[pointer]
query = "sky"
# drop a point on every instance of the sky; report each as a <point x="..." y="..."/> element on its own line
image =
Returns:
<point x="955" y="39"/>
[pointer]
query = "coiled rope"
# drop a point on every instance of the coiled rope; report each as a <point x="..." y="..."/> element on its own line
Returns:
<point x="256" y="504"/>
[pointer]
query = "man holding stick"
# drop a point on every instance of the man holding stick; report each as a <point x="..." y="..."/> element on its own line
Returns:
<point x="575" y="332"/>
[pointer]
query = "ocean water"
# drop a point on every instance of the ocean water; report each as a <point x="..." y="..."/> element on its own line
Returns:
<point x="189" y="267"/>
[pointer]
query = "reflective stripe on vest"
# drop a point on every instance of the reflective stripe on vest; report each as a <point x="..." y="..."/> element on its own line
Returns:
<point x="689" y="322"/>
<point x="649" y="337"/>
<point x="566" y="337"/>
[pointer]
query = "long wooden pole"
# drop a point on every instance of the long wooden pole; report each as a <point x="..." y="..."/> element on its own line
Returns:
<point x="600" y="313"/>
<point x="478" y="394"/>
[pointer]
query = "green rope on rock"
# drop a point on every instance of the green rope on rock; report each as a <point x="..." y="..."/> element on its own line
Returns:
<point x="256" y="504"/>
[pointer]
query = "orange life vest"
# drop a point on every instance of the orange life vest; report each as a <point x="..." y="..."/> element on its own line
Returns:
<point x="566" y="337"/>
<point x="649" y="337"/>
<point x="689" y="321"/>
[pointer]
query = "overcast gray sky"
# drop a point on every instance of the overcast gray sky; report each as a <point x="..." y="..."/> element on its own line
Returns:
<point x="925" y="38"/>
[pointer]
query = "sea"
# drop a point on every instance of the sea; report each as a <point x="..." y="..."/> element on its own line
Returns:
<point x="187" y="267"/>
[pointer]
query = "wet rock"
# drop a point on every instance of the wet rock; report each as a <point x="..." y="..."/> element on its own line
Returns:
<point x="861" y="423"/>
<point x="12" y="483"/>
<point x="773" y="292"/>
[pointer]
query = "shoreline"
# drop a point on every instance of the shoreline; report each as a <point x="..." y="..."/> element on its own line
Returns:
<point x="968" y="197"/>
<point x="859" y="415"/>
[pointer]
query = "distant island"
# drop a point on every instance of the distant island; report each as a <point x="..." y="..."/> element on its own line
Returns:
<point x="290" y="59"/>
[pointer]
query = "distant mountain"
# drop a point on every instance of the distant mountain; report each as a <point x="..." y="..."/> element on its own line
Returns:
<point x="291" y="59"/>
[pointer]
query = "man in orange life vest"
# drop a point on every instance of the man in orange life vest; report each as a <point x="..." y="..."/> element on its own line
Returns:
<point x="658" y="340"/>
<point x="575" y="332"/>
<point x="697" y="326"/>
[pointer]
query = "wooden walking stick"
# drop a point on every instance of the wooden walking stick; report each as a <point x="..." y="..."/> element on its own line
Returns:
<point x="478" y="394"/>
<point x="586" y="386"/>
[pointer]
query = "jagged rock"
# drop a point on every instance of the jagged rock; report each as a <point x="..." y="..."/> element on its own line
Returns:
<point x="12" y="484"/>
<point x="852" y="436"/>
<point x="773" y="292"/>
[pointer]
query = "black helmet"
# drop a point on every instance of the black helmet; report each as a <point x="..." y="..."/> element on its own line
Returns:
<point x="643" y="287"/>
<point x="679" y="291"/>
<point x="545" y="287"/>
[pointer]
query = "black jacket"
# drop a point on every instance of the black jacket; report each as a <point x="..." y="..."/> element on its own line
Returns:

-- REQUIREMENT --
Transcribe all the entries, keeping each one exactly as it is.

-- COMPLETED TASK --
[pointer]
query = "sky"
# drop a point on every instance of the sky; report each as a <point x="..." y="..."/> element on its own line
image =
Returns:
<point x="955" y="39"/>
[pointer]
query = "coiled rope"
# drop a point on every instance of the coiled rope; report each as a <point x="..." y="..."/> element on its own line
Returns:
<point x="256" y="504"/>
[pointer]
query = "man holding stick"
# drop a point on every instance of the man holding stick; report each as a <point x="..." y="..."/> element on its own line
Returns:
<point x="575" y="332"/>
[pointer]
query = "ocean water"
# drop a point on every instance of the ocean water; report each as a <point x="..." y="..."/> element on its own line
Returns:
<point x="189" y="267"/>
[pointer]
query = "reflective stripe on vest"
# drop a point on every instance of the reflective stripe on vest; report each as a <point x="..." y="..."/> element on its own line
Returns:
<point x="689" y="322"/>
<point x="649" y="337"/>
<point x="566" y="337"/>
[pointer]
query = "long wooden pole"
# drop a point on every instance of the long wooden pole; report each as a <point x="..." y="..."/> element on its own line
Returns:
<point x="600" y="313"/>
<point x="478" y="394"/>
[pointer]
query = "green rope on rock"
# drop a point on every instance of the green rope on rock; report each as a <point x="..." y="..."/> element on its own line
Returns:
<point x="256" y="504"/>
[pointer]
query = "orange life vest"
# drop a point on every instance of the orange life vest; report each as a <point x="..." y="..."/> element on its own line
Returns:
<point x="566" y="337"/>
<point x="649" y="337"/>
<point x="689" y="321"/>
[pointer]
query = "overcast gray sky"
# drop a point on every instance of the overcast gray sky; report each as a <point x="..." y="..."/> element on its own line
Returns:
<point x="925" y="38"/>
[pointer]
query = "sea"
# drop a point on every instance of the sea; report each as a <point x="..." y="..."/> element on its own line
Returns:
<point x="187" y="267"/>
[pointer]
query = "wet rock"
# drop a point on every instance of the wet rock; report each as a <point x="..." y="..."/> element on its own line
Returns:
<point x="861" y="423"/>
<point x="12" y="483"/>
<point x="773" y="292"/>
[pointer]
query = "shoreline"
# drop a point on every instance of the shoreline; report each as a <point x="..." y="..."/> element on its own line
Returns:
<point x="968" y="197"/>
<point x="859" y="415"/>
[pointer]
query = "distant island"
# drop a point on every instance of the distant island; report each as a <point x="..." y="..."/> element on its own line
Returns:
<point x="290" y="59"/>
[pointer]
query = "distant mountain"
# drop a point on every instance of the distant mountain; report each as a <point x="..." y="..."/> element on its own line
Returns:
<point x="291" y="59"/>
[pointer]
query = "man in orange life vest"
# drop a point on every instance of the man in orange life vest; report each as a <point x="..." y="..."/> element on its own line
Returns:
<point x="658" y="340"/>
<point x="575" y="332"/>
<point x="697" y="326"/>
[pointer]
query = "wooden walking stick"
# drop a point on every instance of the wooden walking stick; report each as a <point x="..." y="..."/> element on its own line
Returns:
<point x="478" y="394"/>
<point x="586" y="386"/>
[pointer]
query = "jagged rock"
# drop a point on every instance of the jagged rock; report each as a <point x="..." y="..."/> element on its own line
Returns:
<point x="12" y="484"/>
<point x="852" y="436"/>
<point x="773" y="292"/>
[pointer]
query = "black helmet"
# drop a point on every instance of the black helmet; report each as a <point x="..." y="..."/> element on its own line
Returns:
<point x="643" y="287"/>
<point x="679" y="291"/>
<point x="545" y="287"/>
[pointer]
query = "black jacket"
# drop a point on every instance of the black jacket; report each as a <point x="..." y="..."/> element on its own line
Returns:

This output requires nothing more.